— start of Data to use —

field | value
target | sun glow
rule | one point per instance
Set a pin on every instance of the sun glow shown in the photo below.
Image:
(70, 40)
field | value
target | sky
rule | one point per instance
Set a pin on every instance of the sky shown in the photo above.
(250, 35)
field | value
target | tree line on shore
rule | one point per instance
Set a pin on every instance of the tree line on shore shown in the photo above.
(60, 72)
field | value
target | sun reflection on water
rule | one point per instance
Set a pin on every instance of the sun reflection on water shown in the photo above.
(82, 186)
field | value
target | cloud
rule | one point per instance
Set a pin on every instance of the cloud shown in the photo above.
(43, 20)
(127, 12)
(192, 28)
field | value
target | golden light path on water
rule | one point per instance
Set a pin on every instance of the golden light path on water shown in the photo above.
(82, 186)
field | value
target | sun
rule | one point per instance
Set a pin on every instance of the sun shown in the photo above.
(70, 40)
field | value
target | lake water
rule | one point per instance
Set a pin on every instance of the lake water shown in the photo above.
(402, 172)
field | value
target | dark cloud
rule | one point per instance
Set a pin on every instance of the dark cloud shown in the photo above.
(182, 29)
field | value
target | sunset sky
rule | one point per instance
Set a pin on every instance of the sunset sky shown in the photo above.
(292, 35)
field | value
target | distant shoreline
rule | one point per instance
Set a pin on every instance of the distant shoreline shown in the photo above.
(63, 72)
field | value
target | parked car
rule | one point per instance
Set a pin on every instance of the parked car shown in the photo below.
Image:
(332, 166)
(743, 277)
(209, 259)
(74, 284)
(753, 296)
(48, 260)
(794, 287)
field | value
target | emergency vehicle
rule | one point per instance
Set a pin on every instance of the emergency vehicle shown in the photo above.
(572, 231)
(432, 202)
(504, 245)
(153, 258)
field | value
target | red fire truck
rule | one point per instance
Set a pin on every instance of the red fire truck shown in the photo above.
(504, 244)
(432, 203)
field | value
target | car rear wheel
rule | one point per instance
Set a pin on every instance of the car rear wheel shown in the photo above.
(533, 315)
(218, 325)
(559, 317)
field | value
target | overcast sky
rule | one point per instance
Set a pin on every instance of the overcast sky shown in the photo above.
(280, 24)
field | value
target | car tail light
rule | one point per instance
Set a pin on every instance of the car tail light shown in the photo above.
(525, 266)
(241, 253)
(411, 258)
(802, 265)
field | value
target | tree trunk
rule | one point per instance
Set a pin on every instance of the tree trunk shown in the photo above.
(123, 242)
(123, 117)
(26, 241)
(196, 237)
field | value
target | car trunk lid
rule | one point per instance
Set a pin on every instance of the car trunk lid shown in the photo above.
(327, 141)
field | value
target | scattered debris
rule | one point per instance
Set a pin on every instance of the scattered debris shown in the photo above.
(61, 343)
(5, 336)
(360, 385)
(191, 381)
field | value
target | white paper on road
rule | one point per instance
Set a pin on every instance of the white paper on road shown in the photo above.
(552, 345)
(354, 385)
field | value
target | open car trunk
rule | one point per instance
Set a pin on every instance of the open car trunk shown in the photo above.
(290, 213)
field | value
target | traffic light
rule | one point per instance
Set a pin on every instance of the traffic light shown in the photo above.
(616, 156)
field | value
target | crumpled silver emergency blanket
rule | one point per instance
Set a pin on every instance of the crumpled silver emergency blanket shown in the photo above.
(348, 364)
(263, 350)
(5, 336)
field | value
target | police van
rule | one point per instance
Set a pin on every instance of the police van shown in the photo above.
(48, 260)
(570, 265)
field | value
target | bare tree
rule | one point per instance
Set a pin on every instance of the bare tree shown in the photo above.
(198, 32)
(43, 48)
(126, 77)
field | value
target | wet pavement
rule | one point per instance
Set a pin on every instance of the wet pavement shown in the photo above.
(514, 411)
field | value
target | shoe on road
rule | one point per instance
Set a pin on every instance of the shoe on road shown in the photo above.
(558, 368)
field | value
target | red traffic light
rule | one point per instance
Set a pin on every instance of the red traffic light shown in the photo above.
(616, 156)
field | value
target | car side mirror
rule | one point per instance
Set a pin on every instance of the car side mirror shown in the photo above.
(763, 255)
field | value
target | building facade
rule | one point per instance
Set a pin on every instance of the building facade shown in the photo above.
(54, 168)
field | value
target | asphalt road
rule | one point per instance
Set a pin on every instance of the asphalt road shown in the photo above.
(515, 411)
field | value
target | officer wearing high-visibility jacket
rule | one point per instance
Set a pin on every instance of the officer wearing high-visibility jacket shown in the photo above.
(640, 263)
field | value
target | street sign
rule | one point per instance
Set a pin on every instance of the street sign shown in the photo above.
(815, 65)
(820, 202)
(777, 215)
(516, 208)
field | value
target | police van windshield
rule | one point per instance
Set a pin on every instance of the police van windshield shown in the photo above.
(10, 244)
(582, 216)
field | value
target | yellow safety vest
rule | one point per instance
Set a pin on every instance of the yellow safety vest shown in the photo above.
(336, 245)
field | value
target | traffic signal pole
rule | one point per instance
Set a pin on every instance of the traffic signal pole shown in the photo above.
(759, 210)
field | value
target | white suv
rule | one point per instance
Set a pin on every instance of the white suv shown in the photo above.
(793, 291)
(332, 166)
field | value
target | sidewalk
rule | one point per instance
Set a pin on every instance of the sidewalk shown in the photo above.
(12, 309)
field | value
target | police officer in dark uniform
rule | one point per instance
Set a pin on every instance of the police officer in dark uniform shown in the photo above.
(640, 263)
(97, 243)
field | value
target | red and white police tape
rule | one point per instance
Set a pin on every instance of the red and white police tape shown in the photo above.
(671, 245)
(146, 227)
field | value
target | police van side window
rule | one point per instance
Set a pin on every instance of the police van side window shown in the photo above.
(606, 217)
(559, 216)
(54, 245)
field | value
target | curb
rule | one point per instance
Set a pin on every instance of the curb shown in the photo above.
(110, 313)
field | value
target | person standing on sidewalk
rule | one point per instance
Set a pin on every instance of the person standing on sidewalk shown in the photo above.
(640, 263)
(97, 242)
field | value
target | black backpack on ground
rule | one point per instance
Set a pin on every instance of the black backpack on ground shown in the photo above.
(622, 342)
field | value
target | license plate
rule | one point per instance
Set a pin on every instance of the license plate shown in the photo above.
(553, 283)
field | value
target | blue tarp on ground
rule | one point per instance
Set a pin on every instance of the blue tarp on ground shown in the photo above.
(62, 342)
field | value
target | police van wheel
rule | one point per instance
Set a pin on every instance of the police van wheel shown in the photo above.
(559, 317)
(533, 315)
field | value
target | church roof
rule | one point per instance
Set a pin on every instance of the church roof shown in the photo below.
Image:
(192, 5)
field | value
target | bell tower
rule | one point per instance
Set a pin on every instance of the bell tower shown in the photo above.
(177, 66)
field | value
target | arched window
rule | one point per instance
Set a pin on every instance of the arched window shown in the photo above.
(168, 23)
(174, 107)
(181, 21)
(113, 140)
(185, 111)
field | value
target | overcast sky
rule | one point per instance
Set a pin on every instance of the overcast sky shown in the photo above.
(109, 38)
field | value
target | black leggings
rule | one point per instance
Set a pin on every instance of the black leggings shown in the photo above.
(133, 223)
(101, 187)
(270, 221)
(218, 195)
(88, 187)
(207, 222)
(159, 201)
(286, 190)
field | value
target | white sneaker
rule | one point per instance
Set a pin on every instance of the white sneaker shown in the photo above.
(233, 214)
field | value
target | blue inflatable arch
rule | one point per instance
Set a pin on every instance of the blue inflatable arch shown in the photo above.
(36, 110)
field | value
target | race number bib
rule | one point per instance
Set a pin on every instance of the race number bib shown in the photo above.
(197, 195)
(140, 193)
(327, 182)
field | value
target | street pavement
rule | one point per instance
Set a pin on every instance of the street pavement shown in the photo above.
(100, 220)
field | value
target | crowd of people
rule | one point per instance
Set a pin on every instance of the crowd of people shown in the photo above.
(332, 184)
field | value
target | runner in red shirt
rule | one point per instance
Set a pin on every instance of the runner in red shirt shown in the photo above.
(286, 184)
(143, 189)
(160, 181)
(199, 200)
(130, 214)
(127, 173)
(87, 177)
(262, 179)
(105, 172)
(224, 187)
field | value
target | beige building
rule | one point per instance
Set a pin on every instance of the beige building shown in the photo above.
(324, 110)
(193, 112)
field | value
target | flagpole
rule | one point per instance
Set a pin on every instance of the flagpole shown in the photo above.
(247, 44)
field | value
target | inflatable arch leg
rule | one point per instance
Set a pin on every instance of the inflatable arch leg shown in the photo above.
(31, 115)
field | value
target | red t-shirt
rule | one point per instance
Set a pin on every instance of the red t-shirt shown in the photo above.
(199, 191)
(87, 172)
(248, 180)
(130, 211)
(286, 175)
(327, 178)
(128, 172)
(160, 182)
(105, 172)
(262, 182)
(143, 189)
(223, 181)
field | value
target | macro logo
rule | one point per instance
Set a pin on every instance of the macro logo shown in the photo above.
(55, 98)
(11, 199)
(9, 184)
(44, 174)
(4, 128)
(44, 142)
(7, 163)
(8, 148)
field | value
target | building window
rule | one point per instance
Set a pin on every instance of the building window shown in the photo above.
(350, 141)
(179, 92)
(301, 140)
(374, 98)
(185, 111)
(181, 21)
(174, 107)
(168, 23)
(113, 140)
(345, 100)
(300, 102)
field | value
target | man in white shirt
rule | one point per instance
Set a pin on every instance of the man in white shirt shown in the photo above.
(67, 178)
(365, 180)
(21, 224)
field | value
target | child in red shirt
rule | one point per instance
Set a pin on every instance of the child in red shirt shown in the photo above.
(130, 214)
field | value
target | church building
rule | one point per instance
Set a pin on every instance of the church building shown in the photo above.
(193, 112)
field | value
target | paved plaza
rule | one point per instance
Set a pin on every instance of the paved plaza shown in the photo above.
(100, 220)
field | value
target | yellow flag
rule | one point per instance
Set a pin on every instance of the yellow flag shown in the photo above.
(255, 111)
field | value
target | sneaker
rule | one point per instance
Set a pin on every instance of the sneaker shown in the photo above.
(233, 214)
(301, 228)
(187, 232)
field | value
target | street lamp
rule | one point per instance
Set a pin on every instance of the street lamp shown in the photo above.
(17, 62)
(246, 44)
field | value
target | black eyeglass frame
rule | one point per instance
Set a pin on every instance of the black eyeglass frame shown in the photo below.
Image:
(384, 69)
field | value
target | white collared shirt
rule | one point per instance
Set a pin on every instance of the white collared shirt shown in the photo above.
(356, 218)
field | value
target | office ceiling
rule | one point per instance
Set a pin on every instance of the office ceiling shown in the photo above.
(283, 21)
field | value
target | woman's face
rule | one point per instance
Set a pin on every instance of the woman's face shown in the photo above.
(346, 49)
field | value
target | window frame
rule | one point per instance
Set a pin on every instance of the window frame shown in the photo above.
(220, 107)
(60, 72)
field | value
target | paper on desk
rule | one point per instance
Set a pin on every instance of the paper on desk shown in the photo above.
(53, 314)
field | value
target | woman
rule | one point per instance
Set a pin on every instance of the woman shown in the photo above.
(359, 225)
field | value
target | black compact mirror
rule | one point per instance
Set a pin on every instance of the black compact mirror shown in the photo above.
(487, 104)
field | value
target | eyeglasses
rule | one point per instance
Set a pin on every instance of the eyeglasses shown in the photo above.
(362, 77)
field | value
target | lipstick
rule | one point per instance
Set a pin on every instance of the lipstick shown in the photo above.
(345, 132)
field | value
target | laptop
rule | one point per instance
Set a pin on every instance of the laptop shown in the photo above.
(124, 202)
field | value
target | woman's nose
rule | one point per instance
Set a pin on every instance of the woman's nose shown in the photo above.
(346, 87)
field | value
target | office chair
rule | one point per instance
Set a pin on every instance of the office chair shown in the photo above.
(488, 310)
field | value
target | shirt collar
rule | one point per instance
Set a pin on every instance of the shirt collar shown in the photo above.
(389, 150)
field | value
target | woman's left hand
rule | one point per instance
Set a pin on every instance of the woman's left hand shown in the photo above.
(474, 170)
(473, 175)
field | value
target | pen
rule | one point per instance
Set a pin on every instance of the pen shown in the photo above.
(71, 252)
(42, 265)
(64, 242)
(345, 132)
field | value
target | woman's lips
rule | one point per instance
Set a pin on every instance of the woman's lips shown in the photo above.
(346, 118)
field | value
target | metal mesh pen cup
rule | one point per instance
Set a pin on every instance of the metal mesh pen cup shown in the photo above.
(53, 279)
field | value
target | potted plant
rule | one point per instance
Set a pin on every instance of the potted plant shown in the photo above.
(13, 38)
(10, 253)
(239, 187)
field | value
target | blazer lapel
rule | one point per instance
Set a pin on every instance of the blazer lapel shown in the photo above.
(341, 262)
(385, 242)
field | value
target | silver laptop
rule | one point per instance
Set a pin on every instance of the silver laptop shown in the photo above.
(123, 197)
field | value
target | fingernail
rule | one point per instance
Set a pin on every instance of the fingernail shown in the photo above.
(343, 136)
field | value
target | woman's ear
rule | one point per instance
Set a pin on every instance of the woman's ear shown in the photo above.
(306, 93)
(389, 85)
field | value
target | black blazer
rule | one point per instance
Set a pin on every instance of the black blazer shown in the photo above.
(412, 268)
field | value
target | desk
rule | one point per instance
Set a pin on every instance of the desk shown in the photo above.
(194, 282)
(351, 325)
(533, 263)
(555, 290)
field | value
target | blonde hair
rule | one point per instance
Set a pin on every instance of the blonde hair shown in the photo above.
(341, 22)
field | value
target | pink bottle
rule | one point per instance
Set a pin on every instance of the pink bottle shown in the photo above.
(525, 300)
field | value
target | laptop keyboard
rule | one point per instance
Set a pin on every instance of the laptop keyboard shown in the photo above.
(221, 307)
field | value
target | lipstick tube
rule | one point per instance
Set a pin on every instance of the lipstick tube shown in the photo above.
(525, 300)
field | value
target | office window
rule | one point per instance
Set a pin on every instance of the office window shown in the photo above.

— end of Data to use —

▶ [Aim of the exercise]:
Report every line in the rows above that contains the string "standing", copying each such line in full, and treat uppercase and lowercase letters as different.

▶ [Answer to the task]:
target | person standing on sidewalk
Set a pin on every instance of the person standing on sidewalk shown in the photo above.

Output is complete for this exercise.